- Supplied data

|---|

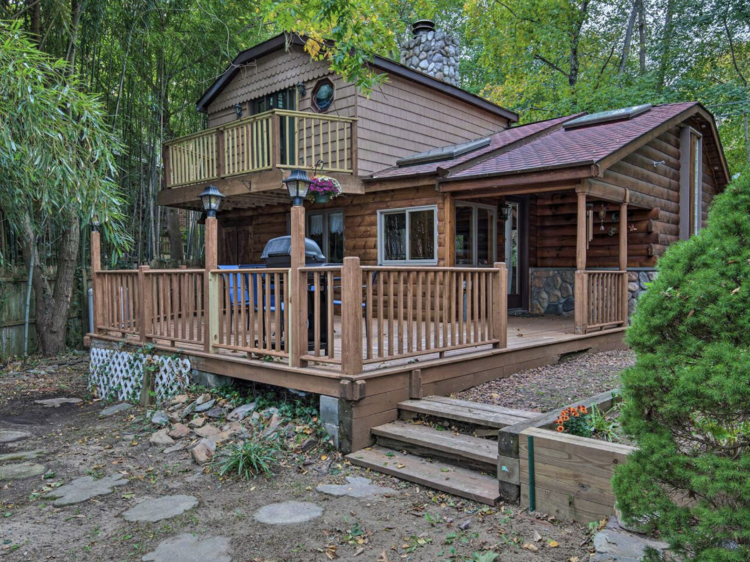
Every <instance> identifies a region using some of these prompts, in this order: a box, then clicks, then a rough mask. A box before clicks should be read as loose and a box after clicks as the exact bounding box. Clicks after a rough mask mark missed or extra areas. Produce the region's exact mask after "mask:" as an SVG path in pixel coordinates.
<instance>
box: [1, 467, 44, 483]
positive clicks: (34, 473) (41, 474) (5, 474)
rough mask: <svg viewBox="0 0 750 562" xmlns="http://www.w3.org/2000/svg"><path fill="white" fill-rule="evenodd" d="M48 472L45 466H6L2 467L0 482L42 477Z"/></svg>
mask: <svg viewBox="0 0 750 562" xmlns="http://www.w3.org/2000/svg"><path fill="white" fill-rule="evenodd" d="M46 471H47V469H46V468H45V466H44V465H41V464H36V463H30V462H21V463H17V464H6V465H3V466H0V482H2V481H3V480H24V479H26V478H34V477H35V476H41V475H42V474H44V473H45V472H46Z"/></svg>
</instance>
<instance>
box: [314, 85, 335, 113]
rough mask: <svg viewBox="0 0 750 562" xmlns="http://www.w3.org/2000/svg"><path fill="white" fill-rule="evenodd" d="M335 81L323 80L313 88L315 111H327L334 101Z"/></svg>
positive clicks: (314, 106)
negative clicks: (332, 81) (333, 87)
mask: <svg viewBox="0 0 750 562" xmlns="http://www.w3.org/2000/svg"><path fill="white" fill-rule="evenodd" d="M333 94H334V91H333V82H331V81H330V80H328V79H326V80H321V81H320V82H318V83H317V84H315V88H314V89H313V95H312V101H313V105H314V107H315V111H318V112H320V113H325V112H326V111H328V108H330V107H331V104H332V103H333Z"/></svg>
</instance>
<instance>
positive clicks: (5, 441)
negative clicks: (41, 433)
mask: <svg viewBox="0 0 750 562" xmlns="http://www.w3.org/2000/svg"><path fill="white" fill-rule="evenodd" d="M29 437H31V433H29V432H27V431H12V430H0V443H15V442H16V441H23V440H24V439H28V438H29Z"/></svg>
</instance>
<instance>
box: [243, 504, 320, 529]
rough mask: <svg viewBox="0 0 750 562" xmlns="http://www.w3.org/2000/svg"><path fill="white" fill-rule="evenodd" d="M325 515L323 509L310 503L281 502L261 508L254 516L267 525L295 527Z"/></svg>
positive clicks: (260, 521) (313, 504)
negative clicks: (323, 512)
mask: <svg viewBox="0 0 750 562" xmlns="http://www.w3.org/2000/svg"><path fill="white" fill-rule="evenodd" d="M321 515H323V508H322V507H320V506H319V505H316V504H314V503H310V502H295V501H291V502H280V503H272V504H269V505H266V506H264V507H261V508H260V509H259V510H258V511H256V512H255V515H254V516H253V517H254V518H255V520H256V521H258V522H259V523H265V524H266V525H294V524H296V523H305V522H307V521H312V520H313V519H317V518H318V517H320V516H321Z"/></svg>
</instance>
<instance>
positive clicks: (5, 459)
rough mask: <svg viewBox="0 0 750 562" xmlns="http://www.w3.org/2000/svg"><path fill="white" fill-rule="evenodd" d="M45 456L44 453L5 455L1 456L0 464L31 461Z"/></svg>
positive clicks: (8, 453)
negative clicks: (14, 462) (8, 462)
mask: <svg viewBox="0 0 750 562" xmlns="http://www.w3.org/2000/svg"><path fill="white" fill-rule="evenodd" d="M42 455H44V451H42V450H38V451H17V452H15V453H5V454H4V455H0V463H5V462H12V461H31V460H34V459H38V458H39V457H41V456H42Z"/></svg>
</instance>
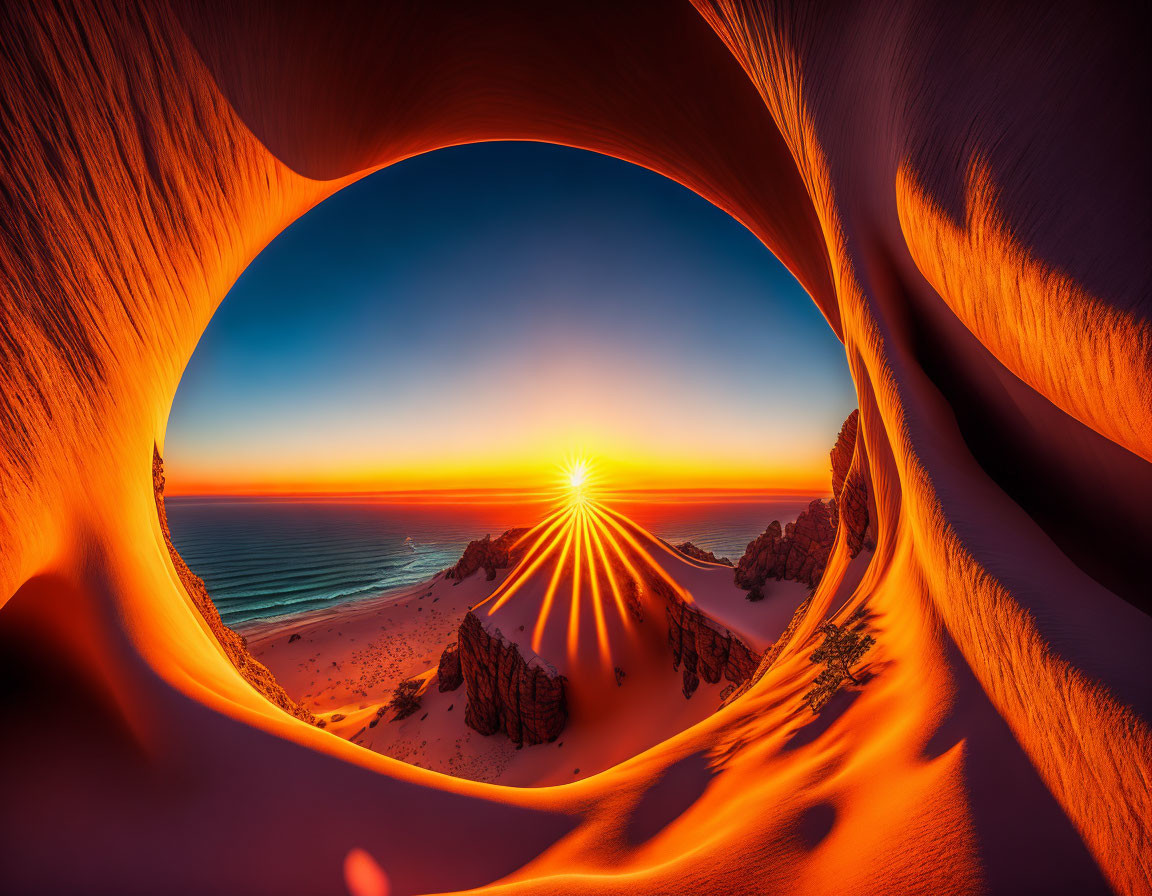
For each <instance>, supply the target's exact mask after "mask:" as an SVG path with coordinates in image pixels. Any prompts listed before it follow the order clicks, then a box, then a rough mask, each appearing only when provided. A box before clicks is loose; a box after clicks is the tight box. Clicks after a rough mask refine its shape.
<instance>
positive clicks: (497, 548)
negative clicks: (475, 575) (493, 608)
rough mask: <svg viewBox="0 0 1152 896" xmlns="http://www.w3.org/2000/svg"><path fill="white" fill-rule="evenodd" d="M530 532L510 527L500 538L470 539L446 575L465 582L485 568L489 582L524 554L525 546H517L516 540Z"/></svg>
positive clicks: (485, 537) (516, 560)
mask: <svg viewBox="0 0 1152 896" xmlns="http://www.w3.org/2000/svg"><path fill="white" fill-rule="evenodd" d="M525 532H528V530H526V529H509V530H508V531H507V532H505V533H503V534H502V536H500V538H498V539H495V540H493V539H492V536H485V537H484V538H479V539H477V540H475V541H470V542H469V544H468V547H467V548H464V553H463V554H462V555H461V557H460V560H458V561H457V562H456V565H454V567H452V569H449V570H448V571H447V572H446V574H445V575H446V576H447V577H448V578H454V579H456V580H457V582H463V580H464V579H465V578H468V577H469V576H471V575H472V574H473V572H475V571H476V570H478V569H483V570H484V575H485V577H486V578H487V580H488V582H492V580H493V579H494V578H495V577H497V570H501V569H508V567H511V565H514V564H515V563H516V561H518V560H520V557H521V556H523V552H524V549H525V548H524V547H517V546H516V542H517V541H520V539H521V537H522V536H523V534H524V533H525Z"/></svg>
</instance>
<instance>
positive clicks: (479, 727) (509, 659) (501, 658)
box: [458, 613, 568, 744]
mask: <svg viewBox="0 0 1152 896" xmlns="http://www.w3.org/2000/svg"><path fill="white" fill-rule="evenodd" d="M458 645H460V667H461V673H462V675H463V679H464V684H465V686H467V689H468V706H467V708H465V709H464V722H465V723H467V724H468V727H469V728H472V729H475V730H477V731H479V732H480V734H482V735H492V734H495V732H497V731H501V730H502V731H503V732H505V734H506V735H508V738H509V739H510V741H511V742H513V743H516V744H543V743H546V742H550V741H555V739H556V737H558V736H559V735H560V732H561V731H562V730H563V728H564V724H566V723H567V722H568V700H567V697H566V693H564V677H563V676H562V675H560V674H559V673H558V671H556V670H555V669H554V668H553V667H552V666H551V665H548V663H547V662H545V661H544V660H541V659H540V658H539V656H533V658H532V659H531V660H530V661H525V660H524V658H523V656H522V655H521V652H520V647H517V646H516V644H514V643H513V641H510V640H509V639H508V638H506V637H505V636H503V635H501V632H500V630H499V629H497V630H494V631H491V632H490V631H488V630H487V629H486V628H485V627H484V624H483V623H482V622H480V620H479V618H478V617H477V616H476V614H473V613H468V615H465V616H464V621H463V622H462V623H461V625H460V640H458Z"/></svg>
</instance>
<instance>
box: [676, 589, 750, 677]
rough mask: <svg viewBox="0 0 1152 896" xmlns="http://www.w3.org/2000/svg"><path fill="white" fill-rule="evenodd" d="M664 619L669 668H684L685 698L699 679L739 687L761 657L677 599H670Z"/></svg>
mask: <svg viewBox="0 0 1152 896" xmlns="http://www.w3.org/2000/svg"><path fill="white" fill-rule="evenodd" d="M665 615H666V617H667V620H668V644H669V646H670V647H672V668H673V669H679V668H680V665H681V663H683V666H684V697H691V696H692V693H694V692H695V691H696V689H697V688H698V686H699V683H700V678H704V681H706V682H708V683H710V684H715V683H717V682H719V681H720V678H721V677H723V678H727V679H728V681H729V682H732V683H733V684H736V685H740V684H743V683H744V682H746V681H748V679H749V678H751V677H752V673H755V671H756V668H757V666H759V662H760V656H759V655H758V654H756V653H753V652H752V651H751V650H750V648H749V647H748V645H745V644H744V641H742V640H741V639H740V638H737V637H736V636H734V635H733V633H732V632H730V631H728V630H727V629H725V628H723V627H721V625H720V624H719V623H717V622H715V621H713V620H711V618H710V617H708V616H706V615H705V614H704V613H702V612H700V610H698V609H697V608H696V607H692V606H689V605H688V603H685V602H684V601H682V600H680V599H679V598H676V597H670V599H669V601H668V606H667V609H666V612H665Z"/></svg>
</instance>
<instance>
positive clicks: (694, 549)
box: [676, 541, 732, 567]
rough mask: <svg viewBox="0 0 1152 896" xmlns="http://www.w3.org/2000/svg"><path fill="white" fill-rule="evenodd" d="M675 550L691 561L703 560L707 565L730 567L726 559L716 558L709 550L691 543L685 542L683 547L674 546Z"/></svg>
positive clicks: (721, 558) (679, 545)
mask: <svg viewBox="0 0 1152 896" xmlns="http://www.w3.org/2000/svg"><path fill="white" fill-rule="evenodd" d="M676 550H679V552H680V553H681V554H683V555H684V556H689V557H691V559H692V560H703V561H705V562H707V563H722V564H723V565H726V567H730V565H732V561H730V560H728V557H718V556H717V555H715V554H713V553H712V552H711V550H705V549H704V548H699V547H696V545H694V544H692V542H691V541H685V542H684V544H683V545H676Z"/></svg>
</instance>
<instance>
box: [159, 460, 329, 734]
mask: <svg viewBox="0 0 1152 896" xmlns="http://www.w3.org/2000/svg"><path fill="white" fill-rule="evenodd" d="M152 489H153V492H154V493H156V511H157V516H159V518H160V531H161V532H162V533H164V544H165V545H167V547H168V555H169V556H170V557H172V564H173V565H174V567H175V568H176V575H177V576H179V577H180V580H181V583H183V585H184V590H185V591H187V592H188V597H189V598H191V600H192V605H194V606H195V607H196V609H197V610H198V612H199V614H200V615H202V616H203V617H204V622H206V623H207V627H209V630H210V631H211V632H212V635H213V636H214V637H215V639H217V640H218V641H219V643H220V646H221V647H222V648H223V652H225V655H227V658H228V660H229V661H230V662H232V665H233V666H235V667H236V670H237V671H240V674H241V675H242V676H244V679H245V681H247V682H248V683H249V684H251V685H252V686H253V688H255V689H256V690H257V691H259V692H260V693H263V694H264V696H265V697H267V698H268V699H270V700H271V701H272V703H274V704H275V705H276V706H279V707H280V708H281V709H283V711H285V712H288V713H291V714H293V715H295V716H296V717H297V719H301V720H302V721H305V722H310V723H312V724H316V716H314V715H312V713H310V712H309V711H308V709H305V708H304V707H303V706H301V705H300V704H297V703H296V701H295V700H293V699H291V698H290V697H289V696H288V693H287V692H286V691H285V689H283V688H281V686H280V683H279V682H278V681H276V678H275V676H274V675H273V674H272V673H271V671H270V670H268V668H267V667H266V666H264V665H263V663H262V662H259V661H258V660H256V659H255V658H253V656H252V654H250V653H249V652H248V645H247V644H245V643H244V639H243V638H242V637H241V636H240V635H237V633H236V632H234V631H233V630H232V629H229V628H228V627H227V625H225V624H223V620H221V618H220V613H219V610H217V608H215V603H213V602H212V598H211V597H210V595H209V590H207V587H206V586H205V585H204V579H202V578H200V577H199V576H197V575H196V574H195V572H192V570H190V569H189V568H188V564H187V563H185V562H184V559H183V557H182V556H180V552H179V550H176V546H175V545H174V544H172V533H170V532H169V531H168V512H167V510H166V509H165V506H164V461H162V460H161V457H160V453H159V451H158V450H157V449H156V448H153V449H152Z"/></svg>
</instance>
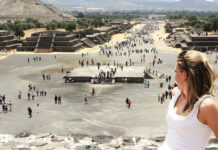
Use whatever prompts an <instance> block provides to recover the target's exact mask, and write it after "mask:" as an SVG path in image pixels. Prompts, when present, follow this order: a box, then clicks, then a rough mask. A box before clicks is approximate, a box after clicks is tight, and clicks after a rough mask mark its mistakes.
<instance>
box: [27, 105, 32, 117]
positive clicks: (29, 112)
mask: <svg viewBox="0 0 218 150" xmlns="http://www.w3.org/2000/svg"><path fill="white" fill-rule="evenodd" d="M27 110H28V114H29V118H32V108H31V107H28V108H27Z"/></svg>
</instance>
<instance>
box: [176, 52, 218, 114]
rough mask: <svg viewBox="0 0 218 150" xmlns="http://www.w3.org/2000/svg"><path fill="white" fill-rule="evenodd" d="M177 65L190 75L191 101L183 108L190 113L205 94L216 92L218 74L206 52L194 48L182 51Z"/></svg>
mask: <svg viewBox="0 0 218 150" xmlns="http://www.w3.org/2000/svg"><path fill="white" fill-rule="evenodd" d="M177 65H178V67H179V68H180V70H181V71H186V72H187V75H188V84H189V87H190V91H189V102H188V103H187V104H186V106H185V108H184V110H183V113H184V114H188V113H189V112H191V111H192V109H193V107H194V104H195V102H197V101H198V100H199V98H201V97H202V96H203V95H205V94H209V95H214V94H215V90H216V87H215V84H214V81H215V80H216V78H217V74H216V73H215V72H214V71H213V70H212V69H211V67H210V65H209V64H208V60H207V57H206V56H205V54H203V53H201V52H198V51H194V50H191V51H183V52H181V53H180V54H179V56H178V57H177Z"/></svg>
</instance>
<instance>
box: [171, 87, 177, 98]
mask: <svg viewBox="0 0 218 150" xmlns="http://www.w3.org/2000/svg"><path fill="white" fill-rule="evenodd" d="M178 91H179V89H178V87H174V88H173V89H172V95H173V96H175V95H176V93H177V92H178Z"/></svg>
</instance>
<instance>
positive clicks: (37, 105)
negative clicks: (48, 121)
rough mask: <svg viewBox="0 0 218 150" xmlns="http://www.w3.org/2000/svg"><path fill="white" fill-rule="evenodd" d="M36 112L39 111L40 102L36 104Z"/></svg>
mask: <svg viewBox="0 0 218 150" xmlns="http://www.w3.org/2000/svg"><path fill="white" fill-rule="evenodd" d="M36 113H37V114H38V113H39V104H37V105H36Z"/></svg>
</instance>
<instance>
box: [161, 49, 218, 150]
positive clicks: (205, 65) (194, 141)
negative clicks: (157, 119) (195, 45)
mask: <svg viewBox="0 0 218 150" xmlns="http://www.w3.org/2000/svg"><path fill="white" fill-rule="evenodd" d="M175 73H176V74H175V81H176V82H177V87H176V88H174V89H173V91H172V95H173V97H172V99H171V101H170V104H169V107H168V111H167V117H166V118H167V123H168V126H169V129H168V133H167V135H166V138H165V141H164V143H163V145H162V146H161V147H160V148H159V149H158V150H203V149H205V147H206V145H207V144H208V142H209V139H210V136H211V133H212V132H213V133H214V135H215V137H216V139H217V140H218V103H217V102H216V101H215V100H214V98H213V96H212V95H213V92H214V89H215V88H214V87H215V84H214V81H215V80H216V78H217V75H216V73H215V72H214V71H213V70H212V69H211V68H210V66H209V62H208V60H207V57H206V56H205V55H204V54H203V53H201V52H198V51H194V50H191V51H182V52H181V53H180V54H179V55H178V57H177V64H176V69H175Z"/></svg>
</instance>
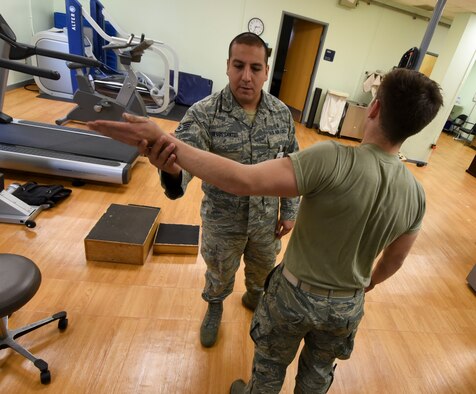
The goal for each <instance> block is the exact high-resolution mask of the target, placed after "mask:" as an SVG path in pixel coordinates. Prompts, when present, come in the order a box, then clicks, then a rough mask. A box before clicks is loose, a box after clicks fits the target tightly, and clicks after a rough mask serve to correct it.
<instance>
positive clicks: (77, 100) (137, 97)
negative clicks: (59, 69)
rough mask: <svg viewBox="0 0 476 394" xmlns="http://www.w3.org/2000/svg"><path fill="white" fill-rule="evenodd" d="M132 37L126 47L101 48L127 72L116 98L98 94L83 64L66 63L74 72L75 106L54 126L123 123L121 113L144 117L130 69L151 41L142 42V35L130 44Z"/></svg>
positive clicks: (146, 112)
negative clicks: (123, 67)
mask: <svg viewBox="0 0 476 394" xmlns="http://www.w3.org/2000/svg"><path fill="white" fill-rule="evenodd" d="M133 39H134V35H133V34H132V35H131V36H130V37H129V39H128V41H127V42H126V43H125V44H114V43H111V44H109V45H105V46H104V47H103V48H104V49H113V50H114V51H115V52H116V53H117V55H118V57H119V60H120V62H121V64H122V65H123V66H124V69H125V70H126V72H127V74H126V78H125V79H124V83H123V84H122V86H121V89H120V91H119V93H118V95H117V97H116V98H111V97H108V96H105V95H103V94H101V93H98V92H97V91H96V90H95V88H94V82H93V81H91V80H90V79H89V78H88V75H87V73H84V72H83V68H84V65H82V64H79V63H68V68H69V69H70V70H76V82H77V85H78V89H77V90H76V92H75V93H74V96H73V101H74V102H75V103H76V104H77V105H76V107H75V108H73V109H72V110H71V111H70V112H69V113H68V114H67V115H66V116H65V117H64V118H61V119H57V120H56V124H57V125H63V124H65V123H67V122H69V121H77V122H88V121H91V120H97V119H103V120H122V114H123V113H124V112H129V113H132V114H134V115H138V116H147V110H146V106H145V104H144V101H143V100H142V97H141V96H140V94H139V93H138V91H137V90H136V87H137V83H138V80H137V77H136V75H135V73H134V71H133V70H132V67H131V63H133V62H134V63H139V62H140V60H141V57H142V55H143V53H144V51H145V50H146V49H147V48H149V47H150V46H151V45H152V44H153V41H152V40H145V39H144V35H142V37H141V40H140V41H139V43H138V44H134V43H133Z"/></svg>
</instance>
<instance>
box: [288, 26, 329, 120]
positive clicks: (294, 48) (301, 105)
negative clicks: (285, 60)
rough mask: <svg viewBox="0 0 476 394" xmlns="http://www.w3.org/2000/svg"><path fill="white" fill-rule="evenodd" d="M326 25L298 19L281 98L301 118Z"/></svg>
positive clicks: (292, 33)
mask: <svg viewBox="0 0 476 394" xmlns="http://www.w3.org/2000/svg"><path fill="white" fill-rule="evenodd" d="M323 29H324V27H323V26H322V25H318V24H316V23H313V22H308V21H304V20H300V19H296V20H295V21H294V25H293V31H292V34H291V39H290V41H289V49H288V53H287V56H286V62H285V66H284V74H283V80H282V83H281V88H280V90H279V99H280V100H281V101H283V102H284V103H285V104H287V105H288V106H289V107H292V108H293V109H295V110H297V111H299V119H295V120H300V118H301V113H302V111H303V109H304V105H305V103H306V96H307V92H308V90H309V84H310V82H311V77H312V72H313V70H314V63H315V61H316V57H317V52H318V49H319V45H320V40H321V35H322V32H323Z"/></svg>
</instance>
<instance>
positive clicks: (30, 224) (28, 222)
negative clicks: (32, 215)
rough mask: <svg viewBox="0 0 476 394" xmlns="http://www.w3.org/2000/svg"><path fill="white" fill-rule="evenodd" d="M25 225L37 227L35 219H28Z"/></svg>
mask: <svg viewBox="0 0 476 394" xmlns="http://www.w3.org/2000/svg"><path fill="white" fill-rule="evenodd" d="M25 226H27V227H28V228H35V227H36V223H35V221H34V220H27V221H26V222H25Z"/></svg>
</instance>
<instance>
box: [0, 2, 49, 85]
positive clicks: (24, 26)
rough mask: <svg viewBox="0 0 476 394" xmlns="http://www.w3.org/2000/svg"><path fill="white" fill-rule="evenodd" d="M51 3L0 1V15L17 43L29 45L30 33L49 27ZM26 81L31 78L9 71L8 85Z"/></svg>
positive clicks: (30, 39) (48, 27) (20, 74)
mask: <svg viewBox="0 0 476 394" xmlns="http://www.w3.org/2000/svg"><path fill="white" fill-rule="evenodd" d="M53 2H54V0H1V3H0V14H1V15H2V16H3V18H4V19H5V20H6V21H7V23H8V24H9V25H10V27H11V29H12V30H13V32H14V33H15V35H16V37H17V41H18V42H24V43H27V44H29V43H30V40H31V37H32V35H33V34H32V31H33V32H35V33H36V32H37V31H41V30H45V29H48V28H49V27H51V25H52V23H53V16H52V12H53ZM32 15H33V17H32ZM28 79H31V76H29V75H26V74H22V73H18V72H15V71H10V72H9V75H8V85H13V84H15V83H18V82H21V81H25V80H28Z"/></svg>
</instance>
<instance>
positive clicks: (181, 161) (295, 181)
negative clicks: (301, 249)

|---|

- Exercise directions
Your answer should be every line from the material above in which the word "block" appears.

- Response area
Use whatever prompts an <instance> block provides to recover the target's exact mask, and write it after "mask:" as an SVG path in image pixels. Prompts, when present, follow this order: a box, then clicks, then a rough mask. A box before clicks is approximate, a box after clicks is tight, and clicks after a rough mask mark its mistakes.
The goal for each <instance> block is the exact high-resolution mask of the target, placed after "mask:" as an SVG path in pixel coordinates. Prompts, when present, come in the order a box, then clicks, then a rough mask. A box before clicks is loose, a box after clicks fits the target tightly, and clicks after a rough mask serve to correct it.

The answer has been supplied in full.